**DATA TO USE**
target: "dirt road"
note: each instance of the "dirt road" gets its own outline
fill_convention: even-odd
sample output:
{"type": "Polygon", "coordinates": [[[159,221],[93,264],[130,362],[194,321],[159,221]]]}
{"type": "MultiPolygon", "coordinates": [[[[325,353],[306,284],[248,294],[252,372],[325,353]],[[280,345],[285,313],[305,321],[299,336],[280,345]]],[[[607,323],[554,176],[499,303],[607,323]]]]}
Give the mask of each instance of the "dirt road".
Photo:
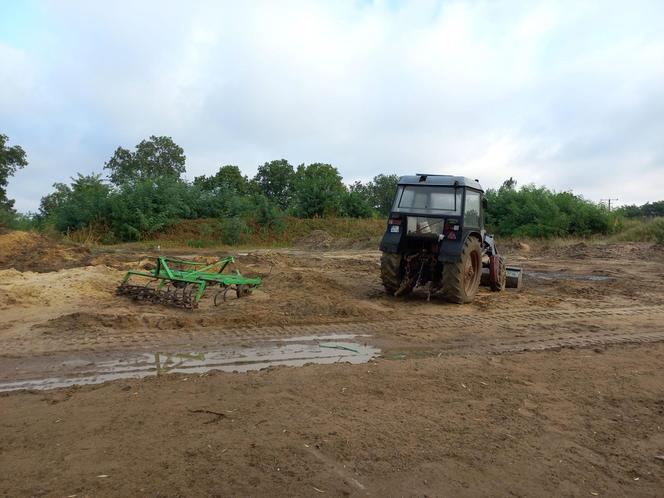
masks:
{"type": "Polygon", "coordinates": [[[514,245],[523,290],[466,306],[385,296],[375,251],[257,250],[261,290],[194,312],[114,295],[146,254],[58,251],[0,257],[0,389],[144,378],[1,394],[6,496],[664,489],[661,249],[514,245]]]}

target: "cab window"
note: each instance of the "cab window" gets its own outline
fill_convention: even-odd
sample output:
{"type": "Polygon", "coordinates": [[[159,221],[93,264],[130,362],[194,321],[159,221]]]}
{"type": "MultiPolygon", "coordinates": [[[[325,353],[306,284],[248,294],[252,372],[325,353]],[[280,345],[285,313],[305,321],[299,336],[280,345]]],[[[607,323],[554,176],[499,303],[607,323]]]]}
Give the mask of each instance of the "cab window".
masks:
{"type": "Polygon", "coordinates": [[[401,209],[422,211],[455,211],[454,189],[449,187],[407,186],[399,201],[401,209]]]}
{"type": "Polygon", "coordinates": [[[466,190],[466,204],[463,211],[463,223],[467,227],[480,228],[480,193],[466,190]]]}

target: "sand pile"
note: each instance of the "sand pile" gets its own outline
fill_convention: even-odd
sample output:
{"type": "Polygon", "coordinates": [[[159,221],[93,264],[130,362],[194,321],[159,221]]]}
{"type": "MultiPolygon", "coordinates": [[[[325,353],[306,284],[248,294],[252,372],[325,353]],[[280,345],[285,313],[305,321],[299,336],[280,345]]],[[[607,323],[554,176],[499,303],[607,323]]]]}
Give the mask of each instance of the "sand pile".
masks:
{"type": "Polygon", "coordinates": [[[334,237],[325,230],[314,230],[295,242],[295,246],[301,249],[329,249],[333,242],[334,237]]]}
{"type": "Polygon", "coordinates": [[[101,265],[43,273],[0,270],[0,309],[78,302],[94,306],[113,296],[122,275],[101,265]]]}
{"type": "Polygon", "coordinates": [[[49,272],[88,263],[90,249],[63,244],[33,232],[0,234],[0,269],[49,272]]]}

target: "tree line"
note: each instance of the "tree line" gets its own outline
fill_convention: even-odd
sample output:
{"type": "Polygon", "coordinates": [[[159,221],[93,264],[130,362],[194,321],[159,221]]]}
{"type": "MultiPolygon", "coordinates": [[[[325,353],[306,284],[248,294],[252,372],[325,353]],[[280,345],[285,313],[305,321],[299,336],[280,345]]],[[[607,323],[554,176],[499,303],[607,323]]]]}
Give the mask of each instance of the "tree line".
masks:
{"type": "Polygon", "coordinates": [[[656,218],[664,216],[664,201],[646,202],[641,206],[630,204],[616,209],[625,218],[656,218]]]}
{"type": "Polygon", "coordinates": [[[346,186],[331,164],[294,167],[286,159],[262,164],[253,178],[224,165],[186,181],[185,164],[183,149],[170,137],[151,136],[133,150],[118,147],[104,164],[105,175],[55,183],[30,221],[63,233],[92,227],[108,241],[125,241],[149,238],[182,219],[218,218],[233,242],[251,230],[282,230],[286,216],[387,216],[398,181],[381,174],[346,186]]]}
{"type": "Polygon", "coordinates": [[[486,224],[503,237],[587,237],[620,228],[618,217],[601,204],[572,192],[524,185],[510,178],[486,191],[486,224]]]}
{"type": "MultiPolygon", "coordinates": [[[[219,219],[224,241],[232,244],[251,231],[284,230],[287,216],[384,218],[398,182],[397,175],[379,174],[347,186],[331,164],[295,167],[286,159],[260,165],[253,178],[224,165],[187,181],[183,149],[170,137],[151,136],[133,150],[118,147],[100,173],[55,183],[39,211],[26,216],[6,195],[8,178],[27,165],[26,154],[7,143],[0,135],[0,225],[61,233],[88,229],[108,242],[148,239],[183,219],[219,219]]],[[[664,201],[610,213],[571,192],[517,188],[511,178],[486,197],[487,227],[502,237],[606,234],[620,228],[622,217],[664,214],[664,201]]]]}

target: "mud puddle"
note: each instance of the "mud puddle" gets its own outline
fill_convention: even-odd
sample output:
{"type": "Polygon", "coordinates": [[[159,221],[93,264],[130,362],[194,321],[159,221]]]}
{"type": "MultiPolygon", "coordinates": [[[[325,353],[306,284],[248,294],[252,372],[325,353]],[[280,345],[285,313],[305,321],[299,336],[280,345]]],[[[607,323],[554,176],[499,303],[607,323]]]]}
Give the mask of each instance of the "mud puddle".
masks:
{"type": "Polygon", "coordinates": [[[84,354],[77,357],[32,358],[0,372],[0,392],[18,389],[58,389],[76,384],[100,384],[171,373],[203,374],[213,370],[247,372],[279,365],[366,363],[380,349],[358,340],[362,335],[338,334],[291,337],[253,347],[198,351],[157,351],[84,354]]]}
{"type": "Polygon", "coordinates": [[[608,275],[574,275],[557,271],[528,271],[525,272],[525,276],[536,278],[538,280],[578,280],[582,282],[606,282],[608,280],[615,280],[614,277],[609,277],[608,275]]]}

**TO DO**
The expected answer holds each line from the listing above where the string "window" is present.

**SOLUTION**
target: "cab window"
note: each instance of the "cab window" gets its own outline
Give the mask of each instance of the "cab window".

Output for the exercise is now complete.